▶ _Text section_
## Start
Thursday, February 13, 2025

Web Archiving Guide for Librarians & Patrons | How to Preserve Websites & Data

 Learn how to archive websites and preserve digital content with this detailed guide for librarians and patrons. Discover the importance of web archiving, step-by-step instructions for using the Wayback Machine and other tools, and how you can participate in saving valuable online data.



Guide to Web Archiving for Librarians and Patrons

1. Introduction

What is Web Archiving?
Web archiving collects, preserves, and manages web-based information to remain accessible to future researchers, historians, journalists, and citizens. It ensures that websites, online documents, data, and other content are not lost when a site is removed, altered, or taken offline.

Why Web Archiving Matters

  • Preserving Public Records: Government agencies and other organizations publish essential data online. Without web archiving, historical records disappear if those agencies remove or change pages.
  • Accountability & Transparency: Journalists, researchers, and the public can track changes over time, ensuring that data is not quietly rewritten or purged.
  • Historical Research: Future scholars rely on these archives to understand past events, policies, and social conditions.
  • Public Access: Web archives allow anyone to view old versions of websites without special permissions or proprietary software.

2. Why It Is Important to Archive Websites

  1. Government Data & Public Policy

    • Federal websites (e.g., https://www.census.gov/ for Census data) can change or remove information without notice. Archiving helps preserve everything from demographic data to environmental statistics.
  2. Local Government & Community Information

    • County or city portals often host meeting minutes, budget documents, and other records. However, these can disappear if a site is redesigned or if new administrators decide to remove them.
  3. Research & Academic Integrity

    • Universities and research labs frequently post datasets and study results. If grants change or departments merge, these pages can vanish. An archive keeps these resources alive for long-term study.
  4. Journalistic & Investigative Purposes

    • Investigative reporters use historical snapshots of web pages to compare past statements or track the history of government agencies, corporations, or organizations.
  5. Cultural & Social Heritage

    • The internet captures our modern culture—memes, social movements, and community-driven projects. However, if these records are preserved, future generations can learn from them.

3. How You Can Participate in Web Archiving

  1. Submit URLs to the Internet Archive

    • Most people can help by saving pages on the Wayback Machine. Section 4.1 below provides more details.
  2. Identify Vulnerable Content

    • Look for data sets or web pages that might be at risk (e.g., government sites and project pages from local or smaller agencies that lack robust preservation plans).
  3. Join Data Rescue Efforts

    • Data Liberation Project: Follow announcements and sign up to help identify and archive threatened data.
## End
▶ _Stored records_
## Start
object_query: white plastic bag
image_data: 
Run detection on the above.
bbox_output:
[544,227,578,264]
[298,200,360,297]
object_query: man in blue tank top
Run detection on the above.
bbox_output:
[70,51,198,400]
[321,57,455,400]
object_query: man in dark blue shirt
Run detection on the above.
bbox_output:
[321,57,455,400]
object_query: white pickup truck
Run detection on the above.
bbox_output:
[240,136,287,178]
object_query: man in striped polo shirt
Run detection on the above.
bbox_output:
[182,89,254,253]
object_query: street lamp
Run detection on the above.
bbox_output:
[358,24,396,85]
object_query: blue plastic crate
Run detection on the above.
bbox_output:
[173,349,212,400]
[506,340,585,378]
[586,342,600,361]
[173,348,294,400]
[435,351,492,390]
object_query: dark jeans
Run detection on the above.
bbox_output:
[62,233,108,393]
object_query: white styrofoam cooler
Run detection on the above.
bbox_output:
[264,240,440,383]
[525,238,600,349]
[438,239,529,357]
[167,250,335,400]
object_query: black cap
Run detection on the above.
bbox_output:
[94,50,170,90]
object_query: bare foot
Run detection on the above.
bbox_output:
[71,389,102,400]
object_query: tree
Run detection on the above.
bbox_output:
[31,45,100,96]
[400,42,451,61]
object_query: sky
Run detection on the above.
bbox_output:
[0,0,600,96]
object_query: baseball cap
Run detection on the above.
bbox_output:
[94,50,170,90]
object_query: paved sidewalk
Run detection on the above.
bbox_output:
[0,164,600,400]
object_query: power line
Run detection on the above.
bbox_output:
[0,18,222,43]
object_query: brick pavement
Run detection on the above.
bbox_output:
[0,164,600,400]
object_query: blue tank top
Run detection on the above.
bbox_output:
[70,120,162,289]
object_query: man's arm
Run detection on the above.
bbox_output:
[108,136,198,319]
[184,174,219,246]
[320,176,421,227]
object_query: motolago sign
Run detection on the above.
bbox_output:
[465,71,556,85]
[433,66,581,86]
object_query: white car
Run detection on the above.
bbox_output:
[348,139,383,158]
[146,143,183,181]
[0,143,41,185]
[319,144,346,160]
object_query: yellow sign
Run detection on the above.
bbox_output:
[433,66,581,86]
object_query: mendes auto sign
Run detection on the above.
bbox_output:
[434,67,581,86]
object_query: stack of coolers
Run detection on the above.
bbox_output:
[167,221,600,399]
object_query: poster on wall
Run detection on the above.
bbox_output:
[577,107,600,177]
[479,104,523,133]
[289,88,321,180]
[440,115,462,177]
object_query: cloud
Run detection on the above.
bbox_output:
## End
▶ _Task requirements_
Decide whether each statement below agrees with the web archiving guide above. Answer yes or no for each, and quote the words of the guide that settle it.
1. Records on county or city portals can be lost when the site is redesigned.
2. Viewing old versions of websites in a web archive requires special permissions.
3. The guide suggests following the Data Liberation Project's announcements to help with data rescue.

▶ _Exercise answer_
1. Yes: "these can disappear if a site is redesigned or if new administrators decide to remove them."
2. No: "Web archives allow anyone to view old versions of websites without special permissions or proprietary software."
3. Yes: "Data Liberation Project: Follow announcements and sign up to help identify and archive threatened data."